--- Begin Document segment ---

After making these observations, Deputy Garrett asked Swiger to get out of the vehicle because he was concerned Swiger might have a weapon under the blanket (Tr. p. 15-16).
Once Swiger was out of the vehicle, Swiger asked Garrett if he was being detained (Tr. p. 16). Deputy Garrett believes he responded by telling Swiger that he needed to pat him down and check him for weapons (Tr. p. 16). Deputy Garrett reports that he could plainly see a knife clip in Swiger's pants pocket which prompted him to ask Swiger again if he had any weapons or controlled substances. Swiger answered, again, that he did not (Tr. p. 16). Deputy Garrett removed the knife from Swiger's pocket: it was a spring operated knife with a 3-5/16th inch cutting edge (Tr. p. 27). Deputy Garrett considered the knife to be a weapon and had the knife been the only weapon, he may not have charged him with a concealed weapon charge (Tr. p. 15-16).

--- End Document segment ---
--- Begin Dataset content ---

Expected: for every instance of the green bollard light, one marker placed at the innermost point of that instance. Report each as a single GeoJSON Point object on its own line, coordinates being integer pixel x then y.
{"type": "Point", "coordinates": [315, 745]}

--- End Dataset content ---

• [Given instruction]:
In the excerpt about Deputy Garrett's encounter with Swiger, what kind of knife did the deputy remove from Swiger's pocket, and how long was its cutting edge?

• [Solution below]:
It was a spring-operated knife with a 3-5/16th inch cutting edge.